§ **SOURCE DOCUMENT**:
--- Start ---
DeWeerd, H.A. “Hitler’s Plans for Invading Britain,” Military Affairs 12, no. 3 (Autumn, 1948):

         In “Hitler’s Plans for Invading Britain” by H.A. DeWeerd, DeWeerd discusses Adolf
Hitler’s intentions concerning Great Britain before Operation Barbarossa. Deweerd discusses the
two schools of thought about Hitler and his plans for Great Britain. One school argues that
Hitler did not anticipate serious military action against Great Britain and the other believes that
he was serious about invasion after weakening the island by air first. Deweerd himself argues
that Hitler postponed and eventually canceled a land operation against Britain because of the
failure of the Luftwaffe at the Battle of Britain, the lack of ships and landing craft, weakness in
Nazi intelligence and Hitler’s decision to invade Britain was never truly in his mind. The last
reason is what is most important to answering my research question and hypothesis. The journal
article was published only three years after the end of the war, DeWeerd would have a difficult
time judging any aspect of the war without personal bias. Also, because of the time of
publication the information can not all be quoted for compete accuracy because of the lack of
access to historical documents that historians have today. The only primary sources used in the
article from Hitler’s public directives and testimonies of Nazis at Nuremburg.

Martienssen, Anthony. “Operation ‘Sea Lion’ – Dunkirk and Planned Invasion of England”. In
       Hitler and his Admirals. New York: E.P. Dutton & Co., Inc., 1949.
--- End ---
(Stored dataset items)
--- Start ---
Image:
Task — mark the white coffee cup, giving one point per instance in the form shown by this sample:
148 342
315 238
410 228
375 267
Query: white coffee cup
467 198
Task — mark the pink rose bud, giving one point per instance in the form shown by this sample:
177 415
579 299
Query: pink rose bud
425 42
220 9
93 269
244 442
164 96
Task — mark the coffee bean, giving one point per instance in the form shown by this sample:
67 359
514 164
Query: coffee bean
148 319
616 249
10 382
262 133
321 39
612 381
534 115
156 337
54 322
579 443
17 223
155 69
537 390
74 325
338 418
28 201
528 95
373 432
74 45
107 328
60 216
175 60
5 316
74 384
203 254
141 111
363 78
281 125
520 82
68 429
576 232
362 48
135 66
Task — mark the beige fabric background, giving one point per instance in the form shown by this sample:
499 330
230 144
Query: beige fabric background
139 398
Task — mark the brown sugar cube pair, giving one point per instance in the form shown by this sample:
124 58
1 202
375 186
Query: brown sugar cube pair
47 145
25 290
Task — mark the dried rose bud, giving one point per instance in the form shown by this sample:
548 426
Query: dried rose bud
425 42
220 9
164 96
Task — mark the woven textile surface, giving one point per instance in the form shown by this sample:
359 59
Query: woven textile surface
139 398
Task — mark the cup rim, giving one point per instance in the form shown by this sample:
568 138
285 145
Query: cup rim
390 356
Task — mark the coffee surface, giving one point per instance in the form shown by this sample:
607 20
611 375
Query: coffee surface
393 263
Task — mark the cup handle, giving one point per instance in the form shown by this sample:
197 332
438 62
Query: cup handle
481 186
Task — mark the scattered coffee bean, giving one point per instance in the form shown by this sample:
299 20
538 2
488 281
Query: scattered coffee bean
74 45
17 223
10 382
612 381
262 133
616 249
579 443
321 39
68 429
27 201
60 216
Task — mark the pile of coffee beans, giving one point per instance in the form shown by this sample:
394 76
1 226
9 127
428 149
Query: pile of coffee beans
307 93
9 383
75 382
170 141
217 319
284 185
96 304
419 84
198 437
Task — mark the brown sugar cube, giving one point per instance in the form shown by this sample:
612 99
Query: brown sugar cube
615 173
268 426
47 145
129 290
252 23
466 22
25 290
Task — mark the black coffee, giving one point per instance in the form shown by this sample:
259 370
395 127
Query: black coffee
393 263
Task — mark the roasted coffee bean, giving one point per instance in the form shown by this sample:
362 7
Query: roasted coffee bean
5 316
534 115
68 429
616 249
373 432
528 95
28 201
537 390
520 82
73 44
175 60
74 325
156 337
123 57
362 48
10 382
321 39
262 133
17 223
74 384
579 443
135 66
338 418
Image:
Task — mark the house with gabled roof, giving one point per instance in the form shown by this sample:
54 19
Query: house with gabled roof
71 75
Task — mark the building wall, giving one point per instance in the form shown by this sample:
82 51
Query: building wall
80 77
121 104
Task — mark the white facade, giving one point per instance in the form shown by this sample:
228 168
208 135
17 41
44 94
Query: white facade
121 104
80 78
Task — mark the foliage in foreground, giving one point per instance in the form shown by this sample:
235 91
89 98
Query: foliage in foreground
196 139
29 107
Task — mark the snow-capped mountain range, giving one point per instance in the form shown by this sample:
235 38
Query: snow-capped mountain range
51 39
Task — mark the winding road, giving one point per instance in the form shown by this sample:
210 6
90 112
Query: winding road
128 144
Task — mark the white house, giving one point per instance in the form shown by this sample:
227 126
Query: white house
--- End ---
§ **WHAT YOU WILL DO**:
1. According to the bibliography on Hitler's invasion plans, why can the information in DeWeerd's article not all be quoted for complete accuracy?
2. Write the next part of the bibliography on Hitler's invasion plans, starting right after the Martienssen citation.
The listing plays no part in the tasks here.

§ **RESULTS BY TASK**:
1. The article was published in 1948, only three years after the war ended. At that time DeWeerd lacked access to historical documents that historians have today.

2.
        Hitler and his Admirals by Anthony Martienssen is an overview of German naval actions
during World War II. The chapter that is most reverent to my research is about Adolf Hitler and
Erich Raeder (leader of Kreigsmarine of Nazi Germany) discussion and planning of the Invasion
of Great Britain. Nearly half of the chapter is word for word discussion between two Nazis
leaders, allowing the reader his own interruption of the seriousness of the invasion. Erich Raeder
is very uncertain of the plausibility of the proposed invasion, naming lack of transports and the
British coastal mine fields as the primary problems. Interestingly, the home fleet of the Royal
Navy is rarely mentioned Martisenssen annotates the conservations with the arguments of
skepticism from both Nazi leaders. Based on his arguments, Martienssen is of the school of
thought that Adolf Hitler was not serious about an amphibious invasion of Great Britain. He
does not mention the other school of thought and barely mentions the other non naval reasons for
Hitler’s cancelation of Operation Sea Lion. However, the work is titled Hitler and his Admirals,
not Hitler and his Luftwaffe or Hitler and his Military Intelligence. Because of the time of the
publication, accuracy of all the factual information should again be brought into question. The
major primary sources used by Martienssen are obviously the letters between Erich Raeder and
Adolf Hitler.

Fleming, Peter. Operation Sea Lion: The projected invasion of England in 1940- An account of
       the German preparations and the British countermeasures. New York: Simon and
      Schuster, 1957.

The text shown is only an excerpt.